## Input
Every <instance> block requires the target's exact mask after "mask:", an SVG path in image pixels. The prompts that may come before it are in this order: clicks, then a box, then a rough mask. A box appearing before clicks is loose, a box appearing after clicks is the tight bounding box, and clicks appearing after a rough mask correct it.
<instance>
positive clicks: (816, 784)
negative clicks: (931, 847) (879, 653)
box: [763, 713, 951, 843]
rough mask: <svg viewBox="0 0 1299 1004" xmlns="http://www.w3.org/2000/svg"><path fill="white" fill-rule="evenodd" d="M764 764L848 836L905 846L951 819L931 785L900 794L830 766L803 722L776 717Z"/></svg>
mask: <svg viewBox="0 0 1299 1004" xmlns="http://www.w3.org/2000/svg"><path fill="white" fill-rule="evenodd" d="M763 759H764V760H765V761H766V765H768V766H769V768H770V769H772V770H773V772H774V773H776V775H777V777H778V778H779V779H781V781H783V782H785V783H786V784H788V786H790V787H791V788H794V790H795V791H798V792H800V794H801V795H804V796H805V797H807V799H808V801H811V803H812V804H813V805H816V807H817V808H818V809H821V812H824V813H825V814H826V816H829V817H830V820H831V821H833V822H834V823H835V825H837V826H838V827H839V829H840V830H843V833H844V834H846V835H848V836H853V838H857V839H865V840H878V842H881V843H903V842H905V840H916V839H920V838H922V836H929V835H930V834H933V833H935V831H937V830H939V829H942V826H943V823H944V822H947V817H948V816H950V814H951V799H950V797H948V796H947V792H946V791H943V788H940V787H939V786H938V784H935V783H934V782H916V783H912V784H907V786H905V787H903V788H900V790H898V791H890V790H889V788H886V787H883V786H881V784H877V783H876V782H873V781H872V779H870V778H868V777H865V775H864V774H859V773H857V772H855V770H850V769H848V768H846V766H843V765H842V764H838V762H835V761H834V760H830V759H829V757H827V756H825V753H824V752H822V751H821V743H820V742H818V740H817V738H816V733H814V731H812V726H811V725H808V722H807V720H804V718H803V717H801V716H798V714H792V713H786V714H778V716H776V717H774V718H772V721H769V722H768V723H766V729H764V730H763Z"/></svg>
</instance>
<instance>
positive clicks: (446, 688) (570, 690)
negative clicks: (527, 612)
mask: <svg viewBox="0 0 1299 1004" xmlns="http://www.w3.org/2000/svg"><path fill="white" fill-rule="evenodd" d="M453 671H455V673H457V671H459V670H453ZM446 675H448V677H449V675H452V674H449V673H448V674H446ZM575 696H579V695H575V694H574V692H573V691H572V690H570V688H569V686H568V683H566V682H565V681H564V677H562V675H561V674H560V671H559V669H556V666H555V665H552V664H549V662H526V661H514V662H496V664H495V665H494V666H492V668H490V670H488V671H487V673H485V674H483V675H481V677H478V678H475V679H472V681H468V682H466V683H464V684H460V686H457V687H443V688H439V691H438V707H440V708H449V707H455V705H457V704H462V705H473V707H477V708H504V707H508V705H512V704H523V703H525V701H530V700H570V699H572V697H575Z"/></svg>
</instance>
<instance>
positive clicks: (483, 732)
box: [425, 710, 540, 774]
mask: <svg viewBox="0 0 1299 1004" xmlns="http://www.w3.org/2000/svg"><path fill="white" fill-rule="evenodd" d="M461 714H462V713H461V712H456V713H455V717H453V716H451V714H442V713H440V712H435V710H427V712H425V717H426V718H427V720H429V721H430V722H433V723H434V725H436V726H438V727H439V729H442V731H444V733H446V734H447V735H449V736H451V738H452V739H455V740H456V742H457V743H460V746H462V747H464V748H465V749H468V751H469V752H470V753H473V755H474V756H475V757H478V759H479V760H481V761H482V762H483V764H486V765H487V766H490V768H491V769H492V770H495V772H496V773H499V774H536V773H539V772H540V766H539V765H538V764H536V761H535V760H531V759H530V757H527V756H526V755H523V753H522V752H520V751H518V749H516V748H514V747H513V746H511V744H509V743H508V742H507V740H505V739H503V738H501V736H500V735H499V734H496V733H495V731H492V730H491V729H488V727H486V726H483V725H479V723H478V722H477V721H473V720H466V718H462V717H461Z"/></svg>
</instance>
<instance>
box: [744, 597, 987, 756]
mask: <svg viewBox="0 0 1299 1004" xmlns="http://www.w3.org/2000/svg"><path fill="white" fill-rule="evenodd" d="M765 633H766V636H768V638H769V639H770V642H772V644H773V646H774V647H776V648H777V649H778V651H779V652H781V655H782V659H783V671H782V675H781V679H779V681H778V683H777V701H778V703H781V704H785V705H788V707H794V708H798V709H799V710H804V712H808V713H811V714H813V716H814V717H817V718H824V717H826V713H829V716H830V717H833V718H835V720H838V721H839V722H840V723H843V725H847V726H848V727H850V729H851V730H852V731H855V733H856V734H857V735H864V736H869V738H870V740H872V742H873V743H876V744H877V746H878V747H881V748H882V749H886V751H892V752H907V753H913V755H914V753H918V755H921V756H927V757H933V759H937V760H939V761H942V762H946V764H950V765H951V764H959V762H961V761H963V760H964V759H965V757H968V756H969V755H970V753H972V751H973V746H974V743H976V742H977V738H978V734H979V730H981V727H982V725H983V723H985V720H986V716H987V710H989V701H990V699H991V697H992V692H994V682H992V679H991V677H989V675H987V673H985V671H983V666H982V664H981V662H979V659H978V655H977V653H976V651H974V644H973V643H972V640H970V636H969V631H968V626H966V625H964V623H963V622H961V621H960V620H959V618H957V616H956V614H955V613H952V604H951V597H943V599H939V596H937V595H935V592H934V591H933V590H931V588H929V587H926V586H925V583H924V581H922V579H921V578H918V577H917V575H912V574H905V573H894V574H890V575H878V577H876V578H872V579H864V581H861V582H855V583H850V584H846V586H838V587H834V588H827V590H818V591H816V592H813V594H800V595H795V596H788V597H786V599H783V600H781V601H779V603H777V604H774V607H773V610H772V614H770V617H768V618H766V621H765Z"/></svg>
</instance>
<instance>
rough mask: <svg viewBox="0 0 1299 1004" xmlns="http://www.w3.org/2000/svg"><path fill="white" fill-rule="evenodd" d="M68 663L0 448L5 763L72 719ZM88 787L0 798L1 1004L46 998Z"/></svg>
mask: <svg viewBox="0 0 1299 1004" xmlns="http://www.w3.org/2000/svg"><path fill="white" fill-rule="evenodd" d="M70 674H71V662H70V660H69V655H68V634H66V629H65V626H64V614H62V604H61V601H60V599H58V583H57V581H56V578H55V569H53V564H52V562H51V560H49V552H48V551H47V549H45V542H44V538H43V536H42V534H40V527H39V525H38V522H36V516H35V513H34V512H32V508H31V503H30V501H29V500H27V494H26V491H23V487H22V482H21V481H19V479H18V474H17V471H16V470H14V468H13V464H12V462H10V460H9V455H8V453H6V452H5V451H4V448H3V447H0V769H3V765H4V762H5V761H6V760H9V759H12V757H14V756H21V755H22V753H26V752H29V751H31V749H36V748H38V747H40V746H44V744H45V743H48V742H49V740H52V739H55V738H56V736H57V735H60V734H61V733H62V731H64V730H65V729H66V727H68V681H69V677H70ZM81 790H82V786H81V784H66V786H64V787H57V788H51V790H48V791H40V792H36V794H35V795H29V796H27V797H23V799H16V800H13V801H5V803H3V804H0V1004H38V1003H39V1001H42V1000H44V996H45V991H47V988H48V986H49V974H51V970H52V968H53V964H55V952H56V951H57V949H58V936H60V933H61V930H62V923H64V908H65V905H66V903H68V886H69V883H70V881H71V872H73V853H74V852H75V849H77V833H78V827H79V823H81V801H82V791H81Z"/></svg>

## Work to complete
Filter the data for the string "positive". Copy each matching line.

## Solution to this problem
positive clicks: (816, 784)
positive clicks: (446, 688) (570, 690)
positive clicks: (483, 732)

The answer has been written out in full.